> Problem description
Count the lines in the listing below that contain the word "handcuffed" and give only that number.

> Given information
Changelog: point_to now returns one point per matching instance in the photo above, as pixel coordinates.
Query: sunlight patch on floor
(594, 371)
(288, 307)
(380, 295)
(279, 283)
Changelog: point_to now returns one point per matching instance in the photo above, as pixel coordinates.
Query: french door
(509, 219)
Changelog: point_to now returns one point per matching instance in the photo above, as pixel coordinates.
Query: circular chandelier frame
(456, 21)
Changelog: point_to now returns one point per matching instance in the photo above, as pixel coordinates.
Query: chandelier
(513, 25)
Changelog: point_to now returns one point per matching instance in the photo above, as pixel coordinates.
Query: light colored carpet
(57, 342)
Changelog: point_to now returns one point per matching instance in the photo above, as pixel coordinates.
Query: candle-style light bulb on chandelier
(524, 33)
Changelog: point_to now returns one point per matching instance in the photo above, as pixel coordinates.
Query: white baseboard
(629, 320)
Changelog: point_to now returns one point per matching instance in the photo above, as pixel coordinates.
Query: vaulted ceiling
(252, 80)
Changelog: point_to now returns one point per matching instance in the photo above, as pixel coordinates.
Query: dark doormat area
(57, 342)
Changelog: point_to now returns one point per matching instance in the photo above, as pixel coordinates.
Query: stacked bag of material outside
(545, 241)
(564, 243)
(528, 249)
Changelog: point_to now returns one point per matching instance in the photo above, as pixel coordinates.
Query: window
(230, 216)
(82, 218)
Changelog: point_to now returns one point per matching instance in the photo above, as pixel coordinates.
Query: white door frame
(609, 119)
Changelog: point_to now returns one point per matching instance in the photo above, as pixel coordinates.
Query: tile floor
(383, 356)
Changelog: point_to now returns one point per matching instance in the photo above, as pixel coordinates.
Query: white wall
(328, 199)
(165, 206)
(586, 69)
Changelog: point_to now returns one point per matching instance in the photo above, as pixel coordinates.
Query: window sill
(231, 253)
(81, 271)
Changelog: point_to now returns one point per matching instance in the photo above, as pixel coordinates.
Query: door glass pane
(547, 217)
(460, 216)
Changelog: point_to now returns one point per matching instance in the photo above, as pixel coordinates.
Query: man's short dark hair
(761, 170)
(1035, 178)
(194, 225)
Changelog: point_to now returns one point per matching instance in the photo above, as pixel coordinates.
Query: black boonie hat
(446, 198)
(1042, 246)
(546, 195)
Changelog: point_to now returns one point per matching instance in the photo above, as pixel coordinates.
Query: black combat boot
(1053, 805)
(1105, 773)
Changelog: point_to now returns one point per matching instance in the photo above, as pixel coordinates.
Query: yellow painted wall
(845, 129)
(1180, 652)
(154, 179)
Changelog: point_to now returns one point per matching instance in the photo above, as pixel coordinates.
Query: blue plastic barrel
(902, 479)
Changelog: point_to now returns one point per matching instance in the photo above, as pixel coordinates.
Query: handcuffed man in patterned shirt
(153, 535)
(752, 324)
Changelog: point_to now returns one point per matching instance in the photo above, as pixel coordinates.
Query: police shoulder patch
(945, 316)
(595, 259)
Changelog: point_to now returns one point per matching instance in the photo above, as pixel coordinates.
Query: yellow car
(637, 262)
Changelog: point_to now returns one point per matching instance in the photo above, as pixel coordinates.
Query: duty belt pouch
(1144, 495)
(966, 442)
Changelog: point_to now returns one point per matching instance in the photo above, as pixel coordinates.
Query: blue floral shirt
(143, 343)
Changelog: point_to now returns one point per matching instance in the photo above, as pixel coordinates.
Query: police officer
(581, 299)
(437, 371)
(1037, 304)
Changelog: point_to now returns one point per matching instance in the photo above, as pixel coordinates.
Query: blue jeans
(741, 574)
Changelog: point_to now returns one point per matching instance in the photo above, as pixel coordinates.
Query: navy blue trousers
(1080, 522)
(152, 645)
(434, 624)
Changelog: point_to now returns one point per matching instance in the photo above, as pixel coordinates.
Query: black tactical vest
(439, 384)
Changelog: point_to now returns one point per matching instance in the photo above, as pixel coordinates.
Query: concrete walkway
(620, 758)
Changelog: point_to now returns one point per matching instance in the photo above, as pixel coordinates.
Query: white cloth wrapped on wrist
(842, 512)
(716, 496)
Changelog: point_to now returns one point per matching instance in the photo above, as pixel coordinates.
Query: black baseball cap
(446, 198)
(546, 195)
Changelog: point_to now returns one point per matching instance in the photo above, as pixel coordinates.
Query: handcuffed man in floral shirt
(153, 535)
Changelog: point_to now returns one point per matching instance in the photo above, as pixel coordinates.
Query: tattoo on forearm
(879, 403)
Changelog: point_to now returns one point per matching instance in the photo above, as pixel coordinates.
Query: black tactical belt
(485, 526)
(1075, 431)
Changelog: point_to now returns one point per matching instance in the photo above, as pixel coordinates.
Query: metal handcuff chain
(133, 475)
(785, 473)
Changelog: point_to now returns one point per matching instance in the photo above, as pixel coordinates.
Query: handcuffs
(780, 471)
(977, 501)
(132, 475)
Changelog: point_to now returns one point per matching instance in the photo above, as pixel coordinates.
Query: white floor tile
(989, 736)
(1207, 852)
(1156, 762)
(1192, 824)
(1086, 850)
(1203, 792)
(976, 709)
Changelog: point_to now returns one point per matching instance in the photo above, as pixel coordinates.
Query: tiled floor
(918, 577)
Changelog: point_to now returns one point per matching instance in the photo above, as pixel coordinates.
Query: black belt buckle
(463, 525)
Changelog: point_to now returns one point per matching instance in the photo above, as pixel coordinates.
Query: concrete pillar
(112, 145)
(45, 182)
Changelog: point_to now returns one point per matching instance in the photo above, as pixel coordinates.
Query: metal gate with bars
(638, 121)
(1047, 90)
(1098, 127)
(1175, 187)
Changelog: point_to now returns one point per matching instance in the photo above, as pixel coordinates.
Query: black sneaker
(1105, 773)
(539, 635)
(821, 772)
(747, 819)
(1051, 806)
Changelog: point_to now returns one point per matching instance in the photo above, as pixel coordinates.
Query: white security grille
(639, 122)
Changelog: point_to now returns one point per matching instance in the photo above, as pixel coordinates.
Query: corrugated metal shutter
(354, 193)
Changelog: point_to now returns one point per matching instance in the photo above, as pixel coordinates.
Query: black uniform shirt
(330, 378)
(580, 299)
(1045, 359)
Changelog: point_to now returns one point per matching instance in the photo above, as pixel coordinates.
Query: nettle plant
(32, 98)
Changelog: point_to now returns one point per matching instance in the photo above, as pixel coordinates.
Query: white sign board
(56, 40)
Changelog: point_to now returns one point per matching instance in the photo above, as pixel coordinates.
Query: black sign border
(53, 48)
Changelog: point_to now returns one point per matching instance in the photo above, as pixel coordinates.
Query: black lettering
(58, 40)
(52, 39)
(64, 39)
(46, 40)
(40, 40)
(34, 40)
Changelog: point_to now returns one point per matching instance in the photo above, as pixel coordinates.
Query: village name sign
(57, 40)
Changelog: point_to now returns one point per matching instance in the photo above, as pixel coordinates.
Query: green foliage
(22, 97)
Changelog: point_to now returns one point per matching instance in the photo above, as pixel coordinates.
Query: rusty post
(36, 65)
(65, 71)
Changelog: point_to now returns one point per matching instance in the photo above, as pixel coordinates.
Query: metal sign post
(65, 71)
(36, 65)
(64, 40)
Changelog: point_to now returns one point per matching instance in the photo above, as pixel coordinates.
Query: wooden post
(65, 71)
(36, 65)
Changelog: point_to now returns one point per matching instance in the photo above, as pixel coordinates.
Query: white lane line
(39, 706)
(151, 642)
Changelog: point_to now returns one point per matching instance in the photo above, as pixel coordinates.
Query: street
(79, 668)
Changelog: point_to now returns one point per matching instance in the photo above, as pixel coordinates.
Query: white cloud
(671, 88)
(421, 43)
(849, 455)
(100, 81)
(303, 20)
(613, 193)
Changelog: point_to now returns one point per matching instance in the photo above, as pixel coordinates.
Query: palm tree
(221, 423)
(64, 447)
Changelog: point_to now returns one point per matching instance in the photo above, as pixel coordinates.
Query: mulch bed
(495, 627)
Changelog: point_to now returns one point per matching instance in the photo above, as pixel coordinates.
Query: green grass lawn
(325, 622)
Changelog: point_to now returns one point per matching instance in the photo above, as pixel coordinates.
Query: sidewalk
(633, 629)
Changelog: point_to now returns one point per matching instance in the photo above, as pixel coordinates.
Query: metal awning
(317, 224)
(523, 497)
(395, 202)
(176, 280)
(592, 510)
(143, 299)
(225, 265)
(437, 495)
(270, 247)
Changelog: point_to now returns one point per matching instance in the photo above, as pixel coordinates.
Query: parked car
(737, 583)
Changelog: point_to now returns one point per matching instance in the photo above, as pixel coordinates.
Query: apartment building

> Correct response
2